Set problem:
Render the lines from the start of the rows through the line containing "Query: mossy tree trunk" as a JSON list of strings, one string per line, with blank lines left out. Include both ends and leave the pictures out of the answer.

A block of data

---+---

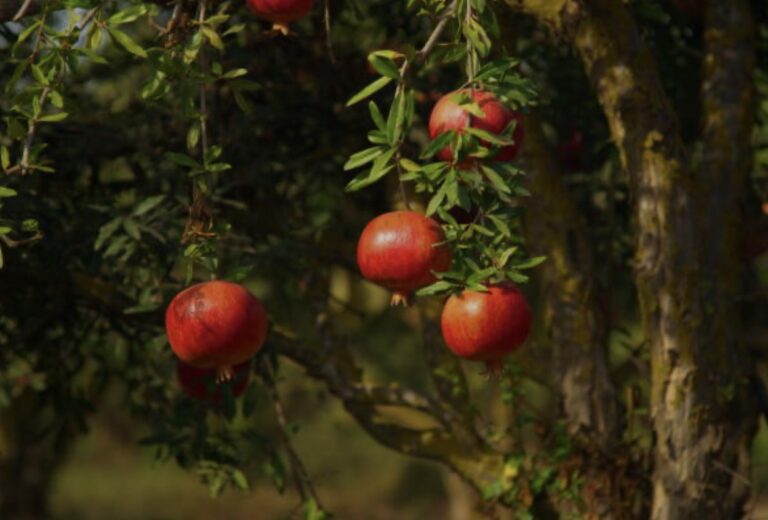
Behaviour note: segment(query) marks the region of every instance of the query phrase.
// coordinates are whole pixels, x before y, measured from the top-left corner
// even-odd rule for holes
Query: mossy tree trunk
[[[614,462],[621,440],[619,402],[608,366],[608,320],[598,299],[592,245],[563,172],[535,117],[523,121],[528,189],[526,235],[538,272],[545,341],[552,348],[562,414],[582,456],[583,502],[592,518],[623,518],[631,503]],[[566,511],[567,513],[567,506]]]
[[[748,95],[728,93],[751,88],[748,5],[708,4],[704,139],[721,159],[711,173],[697,176],[654,58],[623,2],[508,4],[535,15],[576,49],[630,177],[635,279],[651,351],[652,516],[738,517],[748,496],[742,475],[755,412],[734,320],[733,215],[746,160],[733,157],[747,153],[751,111]],[[726,86],[729,76],[743,88]],[[705,226],[699,225],[702,212]],[[711,234],[714,244],[702,248]]]

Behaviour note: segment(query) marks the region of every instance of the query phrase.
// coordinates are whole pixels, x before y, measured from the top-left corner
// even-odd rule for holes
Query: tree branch
[[[273,338],[281,354],[323,381],[379,443],[403,454],[442,462],[478,491],[502,478],[504,456],[489,446],[466,442],[445,427],[412,428],[382,415],[378,407],[395,404],[427,413],[438,424],[456,422],[450,411],[410,390],[393,394],[368,388],[362,382],[362,371],[343,345],[334,341],[320,349],[303,348],[291,332],[280,327],[273,331]],[[416,406],[412,406],[414,403]]]

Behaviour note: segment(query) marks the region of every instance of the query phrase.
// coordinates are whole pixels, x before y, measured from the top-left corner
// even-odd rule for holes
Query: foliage
[[[698,29],[666,4],[631,4],[683,126],[695,127],[700,107],[680,85],[696,79]],[[283,356],[324,378],[364,428],[360,407],[375,408],[381,394],[384,404],[445,423],[465,414],[475,428],[487,409],[446,411],[450,399],[433,396],[441,378],[451,382],[451,397],[467,393],[455,363],[430,359],[431,383],[401,367],[397,384],[387,381],[379,393],[368,373],[351,380],[359,375],[354,358],[365,359],[363,345],[372,341],[365,331],[386,327],[378,313],[355,308],[359,301],[339,302],[331,286],[338,270],[355,272],[354,239],[365,222],[397,199],[439,219],[454,251],[452,270],[419,292],[425,308],[464,288],[526,283],[532,269],[558,261],[528,252],[524,208],[538,194],[526,189],[520,162],[483,160],[511,142],[514,125],[501,135],[468,129],[431,142],[426,135],[433,101],[482,88],[517,111],[535,107],[550,141],[576,129],[590,143],[581,171],[563,173],[562,182],[583,212],[598,292],[614,310],[611,368],[619,394],[630,396],[627,458],[647,469],[647,344],[625,327],[637,317],[627,269],[632,188],[572,51],[540,44],[542,28],[525,18],[513,27],[505,12],[487,0],[331,2],[331,34],[316,12],[296,35],[275,38],[236,2],[50,0],[0,24],[0,343],[8,346],[0,350],[0,407],[34,395],[55,413],[52,435],[68,438],[86,428],[104,389],[117,386],[159,460],[196,472],[214,495],[248,490],[261,477],[280,492],[292,483],[311,519],[328,513],[291,447],[295,427],[276,385]],[[765,49],[765,22],[761,31]],[[768,65],[758,69],[751,180],[766,200]],[[455,100],[481,115],[466,93]],[[696,136],[685,137],[696,149]],[[446,145],[452,161],[434,159]],[[474,217],[460,221],[457,210]],[[210,278],[248,284],[273,323],[257,382],[216,406],[181,394],[162,329],[173,294]],[[397,330],[382,331],[383,343],[397,343],[403,329],[417,333],[412,319],[397,320]],[[345,329],[352,322],[357,334]],[[546,351],[542,343],[528,348]],[[292,350],[297,345],[304,353]],[[378,377],[392,360],[375,362],[369,372]],[[554,418],[536,412],[529,393],[554,400],[553,376],[536,369],[525,356],[507,363],[500,400],[513,420],[483,432],[502,464],[491,482],[472,483],[518,518],[536,517],[543,499],[586,507],[581,439],[559,410]],[[398,393],[401,385],[416,392]],[[537,391],[527,392],[532,385]],[[395,449],[398,435],[407,437],[368,431]],[[424,456],[456,469],[444,455]]]

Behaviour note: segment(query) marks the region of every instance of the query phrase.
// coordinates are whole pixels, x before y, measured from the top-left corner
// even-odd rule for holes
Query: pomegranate
[[[195,368],[183,361],[176,364],[176,374],[179,385],[188,396],[200,401],[219,403],[224,396],[224,389],[229,386],[234,397],[242,395],[251,380],[251,360],[234,367],[234,377],[231,381],[220,383],[216,381],[216,370],[210,368]]]
[[[272,22],[272,30],[289,34],[288,24],[304,18],[315,0],[248,0],[256,16]]]
[[[165,313],[173,352],[196,368],[231,379],[232,367],[253,357],[267,336],[267,315],[247,289],[231,282],[193,285],[177,294]]]
[[[443,308],[443,339],[454,354],[484,361],[499,373],[503,358],[520,348],[531,330],[531,310],[513,284],[493,285],[488,292],[466,290]]]
[[[415,211],[393,211],[370,221],[357,243],[357,265],[368,280],[391,289],[392,305],[408,305],[413,291],[437,280],[453,257],[440,225]],[[440,244],[440,245],[438,245]]]
[[[490,92],[473,90],[470,92],[472,100],[480,106],[480,109],[485,114],[483,117],[474,116],[452,99],[457,94],[464,92],[470,91],[465,89],[452,92],[440,98],[435,104],[435,107],[432,109],[432,115],[429,117],[429,137],[435,139],[440,134],[450,130],[462,132],[467,126],[498,135],[514,120],[517,121],[517,126],[512,133],[514,143],[502,147],[493,157],[497,162],[507,162],[514,159],[523,139],[523,126],[520,122],[520,114],[508,109]],[[488,143],[483,143],[483,145],[488,146]],[[451,161],[453,158],[451,148],[446,146],[440,150],[437,153],[437,158],[441,161]],[[471,161],[467,164],[471,164]]]

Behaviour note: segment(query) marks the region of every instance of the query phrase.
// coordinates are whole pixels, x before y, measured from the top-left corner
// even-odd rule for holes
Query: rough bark
[[[597,301],[592,248],[583,218],[535,117],[523,121],[528,202],[527,242],[547,256],[538,270],[544,330],[569,433],[584,451],[590,518],[623,518],[621,478],[611,461],[620,442],[618,397],[608,366],[607,319]],[[565,505],[567,510],[567,505]],[[565,511],[564,513],[566,513]]]
[[[723,311],[724,302],[710,300],[704,276],[712,272],[710,262],[719,265],[720,260],[702,260],[705,237],[697,226],[702,194],[653,56],[618,0],[508,4],[536,15],[576,49],[630,176],[635,279],[651,350],[652,516],[738,516],[746,498],[738,471],[754,414],[741,352],[725,333],[730,313]],[[731,9],[730,3],[722,4],[723,12]],[[718,217],[725,218],[713,216]],[[711,224],[718,233],[727,232],[721,229],[723,220]],[[714,293],[721,297],[729,284],[718,280],[714,285],[723,288]]]
[[[526,235],[535,254],[544,328],[553,348],[570,433],[609,451],[619,440],[618,400],[609,376],[607,320],[598,305],[592,250],[585,224],[566,191],[552,150],[533,117],[523,122],[528,189]]]

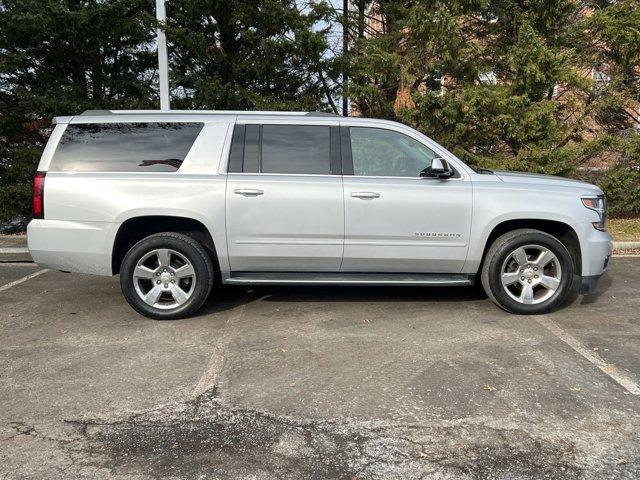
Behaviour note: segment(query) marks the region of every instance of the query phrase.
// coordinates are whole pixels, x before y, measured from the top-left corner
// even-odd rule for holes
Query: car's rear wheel
[[[494,303],[518,314],[559,307],[571,291],[571,253],[548,233],[520,229],[497,238],[484,260],[482,286]]]
[[[213,272],[211,259],[198,242],[164,232],[131,247],[120,268],[120,286],[137,312],[173,320],[202,307],[213,286]]]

---+---

In response:
[
  "Behaviour note: segment(query) marks the region of every instance of the query phrase.",
  "// coordinates are whole pixels, x before y, measured from the top-left corner",
  "// even-odd rule for holes",
  "Query: mossy tree trunk"
]